►
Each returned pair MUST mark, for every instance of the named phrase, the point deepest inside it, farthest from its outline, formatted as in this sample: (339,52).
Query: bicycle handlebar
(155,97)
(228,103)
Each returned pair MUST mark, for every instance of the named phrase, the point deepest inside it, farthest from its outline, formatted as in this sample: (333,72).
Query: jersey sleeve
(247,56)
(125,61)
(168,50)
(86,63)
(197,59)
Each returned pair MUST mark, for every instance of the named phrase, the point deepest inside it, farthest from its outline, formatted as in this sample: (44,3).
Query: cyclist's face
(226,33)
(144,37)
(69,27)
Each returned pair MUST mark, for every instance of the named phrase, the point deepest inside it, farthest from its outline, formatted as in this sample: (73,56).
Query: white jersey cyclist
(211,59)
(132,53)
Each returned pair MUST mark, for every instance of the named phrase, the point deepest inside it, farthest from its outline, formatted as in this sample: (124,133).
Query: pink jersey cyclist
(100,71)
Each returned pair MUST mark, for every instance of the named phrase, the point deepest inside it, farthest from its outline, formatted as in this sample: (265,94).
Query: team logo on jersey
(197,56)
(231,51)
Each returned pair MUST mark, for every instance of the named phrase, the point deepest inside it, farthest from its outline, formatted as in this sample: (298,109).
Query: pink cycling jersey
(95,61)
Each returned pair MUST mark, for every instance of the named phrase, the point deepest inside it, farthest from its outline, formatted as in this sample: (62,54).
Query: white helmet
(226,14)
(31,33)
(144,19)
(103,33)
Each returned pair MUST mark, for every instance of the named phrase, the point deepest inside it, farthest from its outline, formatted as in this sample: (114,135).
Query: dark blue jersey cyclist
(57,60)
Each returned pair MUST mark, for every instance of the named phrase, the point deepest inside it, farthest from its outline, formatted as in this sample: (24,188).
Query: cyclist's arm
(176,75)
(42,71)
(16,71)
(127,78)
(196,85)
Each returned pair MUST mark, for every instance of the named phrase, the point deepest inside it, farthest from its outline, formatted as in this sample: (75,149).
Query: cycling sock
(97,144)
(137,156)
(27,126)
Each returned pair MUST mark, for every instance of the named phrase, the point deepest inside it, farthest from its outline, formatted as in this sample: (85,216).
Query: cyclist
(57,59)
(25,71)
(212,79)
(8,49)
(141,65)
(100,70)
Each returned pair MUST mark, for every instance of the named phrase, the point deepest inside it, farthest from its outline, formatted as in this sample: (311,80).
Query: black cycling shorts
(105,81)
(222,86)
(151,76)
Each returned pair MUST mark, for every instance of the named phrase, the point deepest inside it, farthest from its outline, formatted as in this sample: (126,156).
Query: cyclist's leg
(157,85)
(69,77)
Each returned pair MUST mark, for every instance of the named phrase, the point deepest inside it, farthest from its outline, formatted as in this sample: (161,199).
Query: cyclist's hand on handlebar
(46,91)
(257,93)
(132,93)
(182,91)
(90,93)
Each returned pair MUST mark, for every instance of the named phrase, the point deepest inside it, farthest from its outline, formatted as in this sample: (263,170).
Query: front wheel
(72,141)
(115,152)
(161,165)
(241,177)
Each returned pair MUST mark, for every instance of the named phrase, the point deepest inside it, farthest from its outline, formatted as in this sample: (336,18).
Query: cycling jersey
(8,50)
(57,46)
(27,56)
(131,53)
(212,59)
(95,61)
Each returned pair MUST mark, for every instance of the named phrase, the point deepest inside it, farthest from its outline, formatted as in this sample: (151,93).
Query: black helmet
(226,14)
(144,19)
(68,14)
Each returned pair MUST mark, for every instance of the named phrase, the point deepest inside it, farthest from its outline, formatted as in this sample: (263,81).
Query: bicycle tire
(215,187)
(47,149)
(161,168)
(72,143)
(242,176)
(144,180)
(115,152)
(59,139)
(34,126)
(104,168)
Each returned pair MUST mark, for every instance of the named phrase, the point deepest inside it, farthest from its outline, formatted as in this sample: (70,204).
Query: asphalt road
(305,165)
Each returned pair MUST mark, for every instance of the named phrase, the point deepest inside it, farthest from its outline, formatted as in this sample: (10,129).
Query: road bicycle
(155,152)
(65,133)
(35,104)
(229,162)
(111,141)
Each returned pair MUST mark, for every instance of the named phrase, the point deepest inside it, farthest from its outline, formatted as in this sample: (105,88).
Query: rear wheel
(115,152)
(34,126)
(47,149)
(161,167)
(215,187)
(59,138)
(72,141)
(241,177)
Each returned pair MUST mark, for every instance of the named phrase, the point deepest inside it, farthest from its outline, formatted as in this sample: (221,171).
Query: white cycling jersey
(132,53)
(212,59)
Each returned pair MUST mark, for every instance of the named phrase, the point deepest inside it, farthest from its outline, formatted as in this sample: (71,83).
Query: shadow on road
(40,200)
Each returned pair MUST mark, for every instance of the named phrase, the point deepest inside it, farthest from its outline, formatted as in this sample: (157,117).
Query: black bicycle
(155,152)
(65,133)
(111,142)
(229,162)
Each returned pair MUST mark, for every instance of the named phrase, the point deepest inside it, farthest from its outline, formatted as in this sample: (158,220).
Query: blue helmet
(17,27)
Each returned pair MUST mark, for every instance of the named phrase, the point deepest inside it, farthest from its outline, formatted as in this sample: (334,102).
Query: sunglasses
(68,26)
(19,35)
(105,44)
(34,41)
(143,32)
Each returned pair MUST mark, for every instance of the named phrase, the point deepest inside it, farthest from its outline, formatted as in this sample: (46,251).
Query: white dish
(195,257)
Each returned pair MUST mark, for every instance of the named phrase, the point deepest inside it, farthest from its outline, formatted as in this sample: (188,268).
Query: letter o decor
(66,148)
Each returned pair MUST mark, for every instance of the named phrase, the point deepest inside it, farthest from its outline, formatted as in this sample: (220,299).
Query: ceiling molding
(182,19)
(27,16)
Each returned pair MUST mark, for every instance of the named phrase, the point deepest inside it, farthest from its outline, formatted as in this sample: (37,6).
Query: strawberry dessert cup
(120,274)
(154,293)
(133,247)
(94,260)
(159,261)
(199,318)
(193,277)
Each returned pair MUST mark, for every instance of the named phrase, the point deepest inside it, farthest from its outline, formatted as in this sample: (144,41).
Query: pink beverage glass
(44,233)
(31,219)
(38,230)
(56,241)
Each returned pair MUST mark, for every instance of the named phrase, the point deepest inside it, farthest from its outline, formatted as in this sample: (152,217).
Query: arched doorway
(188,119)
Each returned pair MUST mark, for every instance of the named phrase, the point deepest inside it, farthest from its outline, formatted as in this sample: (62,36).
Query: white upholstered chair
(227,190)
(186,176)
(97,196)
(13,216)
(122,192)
◄
# Problem to work on
Copy every line above, swapping each "named phrase" for "given phrase" and changing nothing else.

# Task solution
Each returned pair MUST mark, for every instance of the given phrase, the point deepest inside it, farthest from its outline, formatted as in this sample: (339,52).
Query: bicycle handlebar
(155,97)
(228,103)
Each returned pair MUST mark, for every instance of the given phrase, the point deepest inside it, farthest from its outline, formatted as in this sample: (333,72).
Query: jersey sleeve
(247,56)
(125,61)
(168,50)
(86,63)
(197,59)
Each returned pair MUST mark, for every instance of the given phrase, the point deepest inside it, farthest from its outline, formatted as in this sample: (44,3).
Query: cyclist's face
(226,33)
(144,37)
(69,27)
Each returned pair MUST mark, for every instance of the given phrase, the point deepest inside it, farthest from its outline, formatted as in this sample: (73,56).
Query: white jersey cyclist
(211,59)
(132,53)
Each returned pair MUST mark, for every instance of the given phrase, the point deepest inside it, farthest from its outline, formatted as in this sample: (124,133).
Query: pink jersey cyclist
(100,71)
Each returned pair MUST mark, for every instance of the given phrase, the point deepest inside it, farthest from its outline, formatted as in this sample: (265,94).
Query: team logo on jersey
(197,56)
(231,51)
Each returned pair MUST mark, for every instance of the given phrase, the point deepest inside it, farthest from its outline, formatted as in this sample: (298,109).
Query: pink cycling jersey
(95,61)
Each returned pair MUST mark, for every instance of the given phrase, the point deepest inside it, farthest from its outline, formatted as in this sample: (62,54).
Query: white helmet
(226,14)
(31,33)
(144,19)
(103,33)
Each returned pair MUST mark, for every instance of the given phrase, the point deepest inside it, farthest from its outline, formatted as in this sample: (114,135).
Query: dark blue jersey cyclist
(57,60)
Each returned pair MUST mark, for every instance of the given phrase, the point deepest inside it, farthest from its outline, formatted as in this sample: (24,188).
Query: cyclist's arm
(176,75)
(42,71)
(16,71)
(127,78)
(196,85)
Each returned pair MUST mark, for every instance of the given phrase, the point deepest inside it, farthest from its outline, formatted as in this sample: (75,149).
Query: cycling sock
(97,144)
(137,156)
(27,126)
Each returned pair MUST mark, for every instance of the given phrase, the point deepest inside it, farthest from its outline, formatted as in this sample: (85,216).
Query: cyclist
(57,59)
(25,71)
(212,79)
(8,49)
(141,65)
(100,70)
Each returned pair MUST mark, for every instance of the given phrase, the point deepest inside it, farthest from its outline, formatted as in this sample: (311,80).
Query: black cycling shorts
(105,81)
(222,86)
(151,76)
Each returned pair MUST mark, for every instance of the given phrase, the point deepest inside it, farthest from its outline, formatted as in this sample: (126,156).
Query: cyclist's leg
(157,85)
(69,77)
Each returned pair MUST mark, for every instance of the given phrase, the point deepest inside it, farthest from its outline, formatted as in this sample: (161,199).
Query: cyclist's hand on handlebar
(46,91)
(257,93)
(132,93)
(182,91)
(90,93)
Each returned pair MUST mark, for every instance of the given phrase, the point deepest inside it, farthest from its outline, formatted as in this sample: (263,170).
Query: front wheel
(72,141)
(115,152)
(161,165)
(241,177)
Each returned pair MUST mark, for every instance of the given phrase, the point deepest inside it, farthest from its outline, formatted as in this sample: (336,18).
Query: cycling jersey
(8,50)
(57,46)
(27,56)
(131,53)
(212,59)
(95,61)
Each returned pair MUST mark, for every instance of the given phrase, the point deepest inside it, farthest from its outline, formatted as in this sample: (151,93).
Query: black helmet
(226,14)
(144,19)
(68,14)
Each returned pair MUST mark, for every instance of the given phrase, the point deepest inside it, farthest from its outline, formatted as in this sample: (263,81).
Query: bicycle tire
(215,187)
(47,149)
(161,168)
(72,143)
(242,176)
(144,180)
(115,152)
(59,139)
(34,126)
(104,168)
Each returned pair MUST mark, for every instance of the given phrase, the point deepest inside it, farthest from its outline, formatted as in this sample: (70,204).
Query: asphalt road
(305,165)
Each returned pair MUST mark, for every instance of the given phrase, the point deepest inside it, farthest from its outline, formatted as in this sample: (10,129).
Query: road bicycle
(155,152)
(65,133)
(35,104)
(229,162)
(111,141)
Each returned pair MUST mark, for every instance of the given phrase, the point deepest inside it, farthest from its outline, formatted as in this sample: (105,88).
Query: rear wheel
(115,152)
(34,126)
(47,149)
(161,167)
(215,187)
(59,138)
(72,141)
(241,177)
Each returned pair MUST mark, for every instance of the given phrase, the point deepest inside it, farthest from its outline, formatted as in this sample: (221,171).
Query: white cycling jersey
(132,53)
(212,59)
Each returned pair MUST mark, for every instance of the given phrase, the point deepest inside it, farthest from its outline, formatted as in this sample: (71,83).
Query: shadow on road
(40,200)
Each returned pair MUST mark, for every instance of the given phrase, the point deepest inside it, farthest from its outline, formatted as in this sample: (157,117).
Query: black bicycle
(155,152)
(65,133)
(111,142)
(229,162)
Each returned pair MUST mark, for every instance of the given phrase, the point deepest inside it, farthest from its outline, formatted as in this sample: (158,220).
Query: blue helmet
(17,27)
Each returned pair MUST mark, for every instance of the given phrase, the point deepest inside it, farthest from its outline, formatted as in this sample: (334,102).
Query: sunglasses
(68,26)
(19,35)
(105,44)
(34,41)
(143,32)
Each returned pair MUST mark, for every instance of the given phrase, the point deepest inside it, farthest from its outline, formatted as in this sample: (46,251).
Query: white dish
(195,257)
Each returned pair MUST mark, for every instance of the given phrase, the point deepest inside it, farthest from its outline, formatted as in this sample: (188,268).
Query: letter o decor
(66,148)
Each returned pair MUST mark, for every instance of the given phrase, the point deepest inside it, farthest from its outline, formatted as in this sample: (220,299).
Query: ceiling molding
(182,19)
(27,16)
Each returned pair MUST mark, for every instance of the given phrase, the point deepest inside it, farthest from its outline, formatted as in this sample: (37,6).
Query: strawberry dessert cup
(120,274)
(154,293)
(133,247)
(94,260)
(159,261)
(199,318)
(193,277)
Each returned pair MUST mark, for every instance of the given phrase, the point deepest inside it, farthest from its outline, formatted as in this sample: (144,41).
Query: pink beverage glass
(44,233)
(31,219)
(38,230)
(56,241)
Each returned pair MUST mark, for every instance of the given phrase, the point deepest inside it, farthest from its outline, formatted as in this sample: (152,217).
Query: arched doorway
(188,119)
Each returned pair MUST mark, for every instance of the given phrase, the point deepest inside it, farthest from its outline, formatted as in this sample: (62,36).
Query: white upholstered chair
(227,190)
(186,176)
(97,196)
(13,216)
(122,192)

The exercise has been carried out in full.